L’intervention d’ACDF Architecture s’est appuyée sur une conviction claire : plutôt que de raser et recommencer, il fallait préserver et réinventer. « Démolir aurait été la solution la plus simple, mais aussi la plus coûteuse pour l’environnement. Notre premier geste a été de voir cette structure non pas comme une contrainte, mais comme une opportunité », souligne Maxime Frappier. En s’inscrivant avec précision dans la trame existante, en respectant l’implantation des colonnes et les lignes structurelles héritées du projet initial, l’équipe a choisi de minimiser les modifications pour réduire l’empreinte carbone et donner une nouvelle vie à ce socle inerte. Ce geste de conservation est aussi un geste environnemental fort : éviter la démolition, c’est éviter le gaspillage de matériaux et l’énergie grise qui y est associée.
Le redesign complet a néanmoins offert l’opportunité de repenser la volumétrie. Au lieu de reconduire le gabarit rigide et frontal du concept d’origine, les architectes ont imaginé des formes souples et courbes, inspirées par les ondulations du parcours de golf voisin et par les lignes naturelles des montagnes environnantes, notamment le mont Finlayson. « Nous avons voulu que la tour épouse son paysage plutôt qu’elle ne le domine, qu’elle se lise comme une extension des lignes naturelles du site », précise Frappier. Cette approche, pensée comme un blur the limits, atténue la perception visuelle du volume, adoucit son impact sur le voisinage et crée une silhouette organique qui s’inscrit avec fluidité dans le paysage.

▸ LIGNES FOURNIES:

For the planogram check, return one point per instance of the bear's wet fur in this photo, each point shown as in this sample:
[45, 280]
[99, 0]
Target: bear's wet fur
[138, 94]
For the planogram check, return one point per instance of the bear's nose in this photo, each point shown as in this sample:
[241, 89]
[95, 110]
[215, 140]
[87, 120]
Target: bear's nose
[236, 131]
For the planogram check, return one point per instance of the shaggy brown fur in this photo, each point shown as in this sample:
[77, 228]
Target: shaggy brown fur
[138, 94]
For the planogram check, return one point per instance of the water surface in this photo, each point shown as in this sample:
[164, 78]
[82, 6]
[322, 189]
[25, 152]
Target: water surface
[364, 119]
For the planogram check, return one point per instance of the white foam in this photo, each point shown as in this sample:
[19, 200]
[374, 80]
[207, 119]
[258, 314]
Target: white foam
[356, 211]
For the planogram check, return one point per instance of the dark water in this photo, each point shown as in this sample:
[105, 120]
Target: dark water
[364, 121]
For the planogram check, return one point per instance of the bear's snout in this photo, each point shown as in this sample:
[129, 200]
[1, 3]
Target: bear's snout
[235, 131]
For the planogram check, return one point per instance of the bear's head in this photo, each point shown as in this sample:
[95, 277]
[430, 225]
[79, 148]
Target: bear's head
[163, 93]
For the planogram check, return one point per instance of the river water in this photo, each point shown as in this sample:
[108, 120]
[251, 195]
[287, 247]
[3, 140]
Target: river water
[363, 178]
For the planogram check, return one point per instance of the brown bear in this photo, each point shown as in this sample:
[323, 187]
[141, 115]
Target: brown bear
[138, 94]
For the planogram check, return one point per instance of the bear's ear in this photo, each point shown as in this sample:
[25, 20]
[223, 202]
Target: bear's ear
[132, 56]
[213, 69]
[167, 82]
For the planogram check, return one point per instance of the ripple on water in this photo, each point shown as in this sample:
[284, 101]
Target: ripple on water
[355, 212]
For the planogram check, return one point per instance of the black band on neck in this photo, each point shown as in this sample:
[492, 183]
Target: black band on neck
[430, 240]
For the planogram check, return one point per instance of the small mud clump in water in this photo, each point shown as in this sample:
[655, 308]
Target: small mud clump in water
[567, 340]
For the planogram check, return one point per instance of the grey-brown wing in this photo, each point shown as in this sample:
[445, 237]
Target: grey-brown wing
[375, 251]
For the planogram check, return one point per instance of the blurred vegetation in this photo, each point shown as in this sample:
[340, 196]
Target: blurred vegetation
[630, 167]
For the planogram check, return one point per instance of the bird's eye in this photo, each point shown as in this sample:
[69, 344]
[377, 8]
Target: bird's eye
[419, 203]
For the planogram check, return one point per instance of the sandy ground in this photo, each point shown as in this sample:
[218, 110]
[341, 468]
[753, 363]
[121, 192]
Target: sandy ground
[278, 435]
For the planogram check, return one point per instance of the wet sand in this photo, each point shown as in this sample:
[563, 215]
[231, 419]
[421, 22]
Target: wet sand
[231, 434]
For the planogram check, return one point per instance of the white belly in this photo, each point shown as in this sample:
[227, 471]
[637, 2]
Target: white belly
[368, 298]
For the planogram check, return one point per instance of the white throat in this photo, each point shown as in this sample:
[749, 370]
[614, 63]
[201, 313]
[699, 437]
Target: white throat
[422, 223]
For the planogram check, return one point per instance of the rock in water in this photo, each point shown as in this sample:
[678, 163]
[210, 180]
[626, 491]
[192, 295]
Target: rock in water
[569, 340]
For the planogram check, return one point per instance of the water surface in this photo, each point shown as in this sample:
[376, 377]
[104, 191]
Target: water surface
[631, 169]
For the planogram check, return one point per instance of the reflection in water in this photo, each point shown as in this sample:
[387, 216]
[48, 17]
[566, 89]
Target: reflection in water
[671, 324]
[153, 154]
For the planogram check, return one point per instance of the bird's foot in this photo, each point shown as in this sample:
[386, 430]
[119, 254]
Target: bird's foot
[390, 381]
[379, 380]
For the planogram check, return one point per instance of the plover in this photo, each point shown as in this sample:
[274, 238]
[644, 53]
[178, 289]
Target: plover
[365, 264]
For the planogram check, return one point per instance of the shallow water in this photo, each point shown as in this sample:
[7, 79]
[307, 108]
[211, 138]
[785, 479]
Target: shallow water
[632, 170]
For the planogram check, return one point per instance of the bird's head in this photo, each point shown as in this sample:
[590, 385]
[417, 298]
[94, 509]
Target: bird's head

▸ CONSIGNES DE L'EXERCICE:
A - Traduisez en anglais cette phrase du texte fourni : « Le redesign complet a néanmoins offert l'opportunité de repenser la volumétrie. »
B - Résumez le texte fourni en deux phrases.
Les lignes n'interviennent en rien dans ce travail.

▸ RÉPONSES DE L'EXERCICE:
A - The complete redesign nevertheless offered the opportunity to rethink the massing.

B - Plutôt que de démolir, ACDF Architecture a conservé la structure existante en respectant ses colonnes et ses lignes structurelles, afin de réduire l'empreinte carbone et d'éviter le gaspillage de matériaux. La refonte a aussi permis de remplacer le gabarit rigide d'origine par des formes courbes inspirées du parcours de golf voisin et des montagnes environnantes, pour que la tour épouse le paysage plutôt que de le dominer.